Paul Newman was a great actor and a good man and he will be missed; luckily for us the characters he played will live on forever.

Recommended Viewing: Butch Cassidy & the Sundance Kid and The Sting

Tuesday, September 23, 2008

Feature of the Month: Paul Thomas Anderson and dramatic scope.

It starts with Kevin Costner. In the spring of 2007, as a senior at California State University, Fullerton, I had the chance to sit in on a question and answer session with the Academy-Award winning filmmaker. In addition to those of us who were film students, the business students and the acting students (who proceeded to monopolize the session) were also invited. A lot of the standard questions like "how did you break into the industry?" were asked. The one thing that really impressed me the most about Kevin came when he was asked what kind of advice he would give to people like us who were trying to make our own start. Most people usually go off on a doom and gloom sort of answer about how hard it is, and how you won't get any sleep, and the fact that you won't see any real money for a long time, and things like that. Kevin broke the mold, so to speak. His advice was simple. He said, "If you're a writer, write a screenplay. But don't just write a good screenplay, write a great screenplay. If you're a director, make a movie. But don't just make a good movie, make a great movie." As you might imagine, this advice, despite appearing somewhat simplistic, was very inspirational to me.

Then, about a month ago, I watched Gone With The Wind for the first time in something like 16 years. After watching it, I was struck by the realization that David O. Selznick was doing something with that film that few filmmakers do anymore. From the outset, he had one goal, and that was to make a great film. This might not seem that important, but think about it for a moment. When was the last time that you watched a current movie in which the filmmaker's aspirations for greatness were apparent in every frame? Can you think of any? Can you think of one?

It seems to me that Paul Thomas Anderson has been following Costner's advice throughout his entire career. I don't think he's ever done a project in an attempt to score a base hit with a solid film. Just about every film he's ever made has been a swing for the fences. This is something that I admire a lot, because, like I said, so few people try to do this anymore. I've seen three of Paul Thomas Anderson's films so far, which amounts to 60% of his output. Each of these films has been unlike any other film I've ever seen.

> [STATED EXERCISE 1]
Update the listing, starting with the line containing "tag=gothic tracery window" and going on through the end of the listing, so that "Provide" becomes "Return" and nothing else changes.

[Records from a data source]
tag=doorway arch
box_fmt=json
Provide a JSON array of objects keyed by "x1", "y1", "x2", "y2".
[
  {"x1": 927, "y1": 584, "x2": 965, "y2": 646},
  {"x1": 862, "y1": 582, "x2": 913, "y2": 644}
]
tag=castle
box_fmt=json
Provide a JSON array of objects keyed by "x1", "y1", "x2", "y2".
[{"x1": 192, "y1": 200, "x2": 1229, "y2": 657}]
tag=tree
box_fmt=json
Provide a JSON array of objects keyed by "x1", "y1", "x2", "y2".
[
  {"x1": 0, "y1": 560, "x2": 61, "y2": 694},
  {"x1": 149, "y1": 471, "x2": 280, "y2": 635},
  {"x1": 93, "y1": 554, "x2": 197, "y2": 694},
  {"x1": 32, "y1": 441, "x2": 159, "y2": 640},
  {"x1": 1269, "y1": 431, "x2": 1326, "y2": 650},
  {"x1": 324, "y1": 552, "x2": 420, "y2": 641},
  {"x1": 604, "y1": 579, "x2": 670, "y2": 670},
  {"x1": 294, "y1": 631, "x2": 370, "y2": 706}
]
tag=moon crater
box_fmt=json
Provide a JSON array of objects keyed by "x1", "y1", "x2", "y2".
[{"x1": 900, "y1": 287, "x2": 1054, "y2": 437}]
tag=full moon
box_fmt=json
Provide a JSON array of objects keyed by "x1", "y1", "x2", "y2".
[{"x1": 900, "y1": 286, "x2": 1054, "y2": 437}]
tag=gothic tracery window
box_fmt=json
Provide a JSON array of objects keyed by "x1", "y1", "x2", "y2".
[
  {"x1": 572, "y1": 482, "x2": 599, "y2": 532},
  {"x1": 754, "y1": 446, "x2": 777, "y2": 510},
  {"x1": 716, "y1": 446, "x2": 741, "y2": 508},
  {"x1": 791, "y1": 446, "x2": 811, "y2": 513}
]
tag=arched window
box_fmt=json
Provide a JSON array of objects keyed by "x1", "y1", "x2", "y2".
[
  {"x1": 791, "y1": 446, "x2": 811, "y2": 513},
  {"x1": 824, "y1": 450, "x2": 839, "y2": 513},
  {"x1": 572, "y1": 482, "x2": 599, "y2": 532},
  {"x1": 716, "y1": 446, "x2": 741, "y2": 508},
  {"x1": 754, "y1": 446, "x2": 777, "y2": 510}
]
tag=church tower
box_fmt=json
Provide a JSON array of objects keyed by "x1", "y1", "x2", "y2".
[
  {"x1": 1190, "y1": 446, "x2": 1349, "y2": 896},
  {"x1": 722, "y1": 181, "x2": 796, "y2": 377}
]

> [STATED EXERCISE 2]
For each statement, answer yes or no on whether the film text supports it, and quote the words that decide it. (a) The question and answer session with Kevin Costner took place in the spring of 2007. (b) The writer watched Gone With The Wind about a year ago. (c) The writer has seen four of Paul Thomas Anderson's films.

> [FINISHED ANSWER 1]
tag=gothic tracery window
box_fmt=json
Return a JSON array of objects keyed by "x1", "y1", "x2", "y2".
[
  {"x1": 572, "y1": 482, "x2": 599, "y2": 532},
  {"x1": 754, "y1": 446, "x2": 777, "y2": 510},
  {"x1": 716, "y1": 446, "x2": 741, "y2": 508},
  {"x1": 791, "y1": 446, "x2": 811, "y2": 513}
]
tag=arched window
box_fmt=json
Return a JSON array of objects keyed by "x1", "y1", "x2", "y2".
[
  {"x1": 791, "y1": 446, "x2": 811, "y2": 513},
  {"x1": 824, "y1": 450, "x2": 839, "y2": 513},
  {"x1": 572, "y1": 482, "x2": 599, "y2": 532},
  {"x1": 716, "y1": 446, "x2": 741, "y2": 508},
  {"x1": 754, "y1": 446, "x2": 777, "y2": 510}
]
tag=church tower
box_fmt=json
Return a JSON array of objects keyed by "x1", "y1", "x2", "y2".
[
  {"x1": 1190, "y1": 446, "x2": 1349, "y2": 896},
  {"x1": 722, "y1": 181, "x2": 796, "y2": 377}
]

> [FINISHED ANSWER 2]
(a) Yes: "In the spring of 2007, as a senior at California State University, Fullerton, I had the chance to sit in on a question and answer session with the Academy-Award winning filmmaker."
(b) No: "Then, about a month ago, I watched Gone With The Wind for the first time in something like 16 years."
(c) No: "I've seen three of Paul Thomas Anderson's films so far, which amounts to 60% of his output."